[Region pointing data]

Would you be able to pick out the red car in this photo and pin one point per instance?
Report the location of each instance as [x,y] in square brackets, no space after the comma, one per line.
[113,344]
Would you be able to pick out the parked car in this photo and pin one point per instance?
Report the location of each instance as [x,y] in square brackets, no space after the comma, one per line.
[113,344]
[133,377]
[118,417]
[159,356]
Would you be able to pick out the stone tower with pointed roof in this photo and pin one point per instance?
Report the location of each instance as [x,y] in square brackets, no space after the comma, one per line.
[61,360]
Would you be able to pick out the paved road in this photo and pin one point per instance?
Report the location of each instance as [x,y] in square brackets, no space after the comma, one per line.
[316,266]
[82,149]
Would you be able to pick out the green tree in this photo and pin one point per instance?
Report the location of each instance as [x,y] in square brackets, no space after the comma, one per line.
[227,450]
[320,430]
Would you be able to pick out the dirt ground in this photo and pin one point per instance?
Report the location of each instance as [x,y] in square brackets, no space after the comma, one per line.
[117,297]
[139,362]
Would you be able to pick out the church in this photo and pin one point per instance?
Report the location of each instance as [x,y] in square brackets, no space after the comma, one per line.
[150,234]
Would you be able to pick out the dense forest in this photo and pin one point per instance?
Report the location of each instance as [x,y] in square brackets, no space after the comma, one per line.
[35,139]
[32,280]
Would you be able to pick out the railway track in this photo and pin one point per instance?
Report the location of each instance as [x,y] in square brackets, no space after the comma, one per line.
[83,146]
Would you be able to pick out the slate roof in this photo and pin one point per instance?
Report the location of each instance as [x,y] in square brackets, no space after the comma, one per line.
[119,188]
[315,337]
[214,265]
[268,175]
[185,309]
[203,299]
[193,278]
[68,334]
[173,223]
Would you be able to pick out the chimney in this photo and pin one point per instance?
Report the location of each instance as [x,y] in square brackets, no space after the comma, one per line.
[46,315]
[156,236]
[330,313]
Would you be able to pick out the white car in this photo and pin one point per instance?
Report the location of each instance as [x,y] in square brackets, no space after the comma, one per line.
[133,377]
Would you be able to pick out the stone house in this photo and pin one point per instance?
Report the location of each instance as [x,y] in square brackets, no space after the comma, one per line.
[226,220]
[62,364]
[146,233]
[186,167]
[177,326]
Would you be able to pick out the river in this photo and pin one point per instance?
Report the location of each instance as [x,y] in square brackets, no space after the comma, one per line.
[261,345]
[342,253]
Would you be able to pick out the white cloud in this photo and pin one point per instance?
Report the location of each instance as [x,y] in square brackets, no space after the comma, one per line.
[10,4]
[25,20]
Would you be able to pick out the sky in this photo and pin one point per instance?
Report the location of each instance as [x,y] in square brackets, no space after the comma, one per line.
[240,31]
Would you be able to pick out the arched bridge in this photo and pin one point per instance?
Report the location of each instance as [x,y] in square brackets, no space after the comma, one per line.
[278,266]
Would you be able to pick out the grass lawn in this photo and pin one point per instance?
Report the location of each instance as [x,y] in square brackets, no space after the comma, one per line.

What to work on: In your answer, include only the lines above starting at the line that holds "Would you be able to pick out the parked" and ending at the line that holds "Would you be able to pick out the slate", copied exactly.

Output for this task:
Would you be able to pick out the parked car in this photo and pin one point per instance?
Report the location of each instance as [x,y] in square brackets, no space after the comma, one per line.
[113,344]
[133,377]
[118,417]
[159,356]
Would you be able to pick out the stone tower with pointed roof in this photo and pin one point per instance?
Report the location of each instance as [x,y] in square brackets, no space after the comma, one per line.
[61,360]
Would you be able to pick out the paved road in this photo and pin one point per instance?
Report the location of each instance as [x,y] in square brackets, no space after the comma, one per line.
[316,266]
[82,149]
Would you be able to pick out the green tree in this photo and pin one point per instance?
Report the location of each instance as [x,y] in square brackets, no space after the comma, one per line.
[227,450]
[320,430]
Would you be able to pick out the dirt ground in this photo and pin one point per instance?
Report the location of each instance as [x,y] in square brackets, no space after the comma, one per line.
[117,297]
[139,362]
Would you be able to pick out the church in this photo and pin one point per instance?
Report the location of each instance as [x,y] in square brackets, no space after the comma, one per line.
[150,234]
Would you be able to pick out the dense forest in this photo and pin one point per instance?
Report the location of each instance as [x,y] in square brackets, no space after the comma, one per line.
[35,139]
[32,280]
Would you be able to pick out the railway track in this photo and pin one point per instance?
Report the location of each instance as [x,y] in square brackets, no space after the comma, one per line.
[83,146]
Would you be able to pick out the slate roof in this photo and pin one point per instance?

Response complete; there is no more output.